_Goal_
Could you write out the material below again, every line from the one with "Teacher note: indicate the white" through the end, shifting only the answer coordinates by adding 56 to both the x and the y value of each?

—————

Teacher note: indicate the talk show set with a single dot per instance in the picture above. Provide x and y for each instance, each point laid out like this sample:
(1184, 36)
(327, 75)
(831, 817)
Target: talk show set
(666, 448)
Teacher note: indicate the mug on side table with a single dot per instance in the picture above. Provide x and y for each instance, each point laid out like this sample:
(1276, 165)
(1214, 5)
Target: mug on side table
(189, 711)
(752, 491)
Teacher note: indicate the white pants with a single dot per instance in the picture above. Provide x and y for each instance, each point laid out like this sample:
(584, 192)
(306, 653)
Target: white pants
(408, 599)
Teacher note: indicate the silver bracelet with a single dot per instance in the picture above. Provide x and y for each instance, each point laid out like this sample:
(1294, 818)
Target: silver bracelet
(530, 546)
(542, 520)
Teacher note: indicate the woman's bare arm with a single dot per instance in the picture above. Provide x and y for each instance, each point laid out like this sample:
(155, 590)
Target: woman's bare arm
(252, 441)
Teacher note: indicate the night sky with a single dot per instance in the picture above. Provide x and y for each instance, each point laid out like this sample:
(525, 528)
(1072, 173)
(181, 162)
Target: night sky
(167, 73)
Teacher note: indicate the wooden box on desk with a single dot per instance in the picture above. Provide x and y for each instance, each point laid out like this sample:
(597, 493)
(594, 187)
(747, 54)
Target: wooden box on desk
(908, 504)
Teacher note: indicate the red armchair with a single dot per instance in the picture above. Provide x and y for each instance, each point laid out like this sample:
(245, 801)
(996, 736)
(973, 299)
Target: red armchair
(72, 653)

—————

_Correct result_
Teacher note: indicate the white pants with a single dot per instance in the picture above. Provide x and y for each instance, each point laid out like this sample:
(584, 192)
(306, 653)
Target: white pants
(464, 655)
Teacher note: indicate the silver bracelet with a single dot per instance in the picture above. Provide x and y for each instance, each point laid out like this sample:
(1294, 818)
Target: silver bracelet
(586, 602)
(598, 576)
Teacher note: indicate the woman's bare arm with a single dot per instance in the picture above. Provide x and y for each instance, each point laid out like this sample:
(155, 590)
Target: woman's bare arm
(308, 497)
Teacher note: indicate the night sky with a single dot per instance in the picture above. Provide x and y for each instance, each point laid out like this sample:
(525, 528)
(1072, 173)
(181, 162)
Target: night sky
(223, 129)
Teacher note: indicate the wooden box on desk with a single dot per instance in the picture above. Provide x and y for each instance, each point laid out like this sample:
(597, 493)
(594, 187)
(747, 54)
Target: wooden box on desk
(964, 560)
Teacher note: indicate the red armchair with a single dot per instance in the picture above. Provide x and y for each instance, each point laid out like this sample:
(245, 801)
(996, 736)
(973, 299)
Target: red armchair
(128, 709)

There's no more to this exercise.